====== PROVIDED MATERIAL

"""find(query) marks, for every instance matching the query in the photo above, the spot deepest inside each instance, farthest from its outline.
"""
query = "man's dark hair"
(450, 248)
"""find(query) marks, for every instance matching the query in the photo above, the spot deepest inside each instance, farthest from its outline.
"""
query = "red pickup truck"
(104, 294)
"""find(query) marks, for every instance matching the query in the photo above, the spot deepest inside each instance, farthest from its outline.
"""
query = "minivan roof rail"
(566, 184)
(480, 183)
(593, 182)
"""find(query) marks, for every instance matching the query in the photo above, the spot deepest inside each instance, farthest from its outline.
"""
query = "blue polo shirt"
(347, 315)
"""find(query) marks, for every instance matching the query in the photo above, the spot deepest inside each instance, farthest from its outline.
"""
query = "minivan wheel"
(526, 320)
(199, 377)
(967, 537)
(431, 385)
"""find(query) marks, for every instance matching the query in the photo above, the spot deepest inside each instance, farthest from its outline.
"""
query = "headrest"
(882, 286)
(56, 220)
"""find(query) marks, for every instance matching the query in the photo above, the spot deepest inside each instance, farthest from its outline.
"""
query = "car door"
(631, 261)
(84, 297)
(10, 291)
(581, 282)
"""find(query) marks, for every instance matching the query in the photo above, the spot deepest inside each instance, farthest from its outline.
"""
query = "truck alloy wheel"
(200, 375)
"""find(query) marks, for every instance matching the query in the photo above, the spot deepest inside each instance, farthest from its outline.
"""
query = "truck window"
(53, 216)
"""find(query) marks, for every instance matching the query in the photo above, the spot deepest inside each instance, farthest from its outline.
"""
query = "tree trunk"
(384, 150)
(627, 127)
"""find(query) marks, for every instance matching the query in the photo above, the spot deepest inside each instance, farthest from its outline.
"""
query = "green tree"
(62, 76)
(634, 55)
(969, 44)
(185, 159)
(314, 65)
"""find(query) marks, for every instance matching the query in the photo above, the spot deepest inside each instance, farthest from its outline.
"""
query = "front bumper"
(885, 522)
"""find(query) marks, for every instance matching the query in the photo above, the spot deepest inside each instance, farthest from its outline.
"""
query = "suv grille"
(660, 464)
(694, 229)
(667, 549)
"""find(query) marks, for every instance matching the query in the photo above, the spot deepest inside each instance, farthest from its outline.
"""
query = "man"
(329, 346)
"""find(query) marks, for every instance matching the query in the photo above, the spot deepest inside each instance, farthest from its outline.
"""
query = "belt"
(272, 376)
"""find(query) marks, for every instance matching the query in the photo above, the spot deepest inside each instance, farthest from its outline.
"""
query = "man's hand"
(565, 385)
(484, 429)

============

• WHAT IS BEING ASKED:
In the records above, how many lines contain the string "truck"? Treat case as significant and reply with the number alone.

• FULL RESPONSE:
3